- INSTRUCTIONS TO FOLLOW
Listed below are entries; give the number of lines among them that include "outline", and only that number.
****
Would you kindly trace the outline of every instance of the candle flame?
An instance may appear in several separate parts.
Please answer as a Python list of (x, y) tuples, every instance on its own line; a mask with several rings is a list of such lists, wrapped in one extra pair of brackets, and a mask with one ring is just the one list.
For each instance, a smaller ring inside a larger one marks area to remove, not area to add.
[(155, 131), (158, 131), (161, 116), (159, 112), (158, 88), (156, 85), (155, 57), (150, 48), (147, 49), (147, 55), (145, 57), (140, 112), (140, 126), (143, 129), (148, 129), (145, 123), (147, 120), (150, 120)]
****
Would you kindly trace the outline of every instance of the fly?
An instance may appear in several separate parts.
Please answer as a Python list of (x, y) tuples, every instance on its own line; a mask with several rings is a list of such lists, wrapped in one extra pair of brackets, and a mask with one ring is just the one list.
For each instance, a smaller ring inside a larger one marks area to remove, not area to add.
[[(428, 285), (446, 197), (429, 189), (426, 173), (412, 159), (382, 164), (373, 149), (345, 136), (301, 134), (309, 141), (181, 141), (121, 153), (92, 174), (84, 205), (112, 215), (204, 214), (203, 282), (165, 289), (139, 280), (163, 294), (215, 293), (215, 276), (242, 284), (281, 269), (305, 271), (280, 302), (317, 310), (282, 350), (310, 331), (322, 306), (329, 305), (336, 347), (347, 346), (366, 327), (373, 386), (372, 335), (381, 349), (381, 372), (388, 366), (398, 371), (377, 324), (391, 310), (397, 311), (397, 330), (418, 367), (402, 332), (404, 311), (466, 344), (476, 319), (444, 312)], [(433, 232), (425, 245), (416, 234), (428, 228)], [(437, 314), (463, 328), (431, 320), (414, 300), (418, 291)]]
****
- ANSWER SPACE
2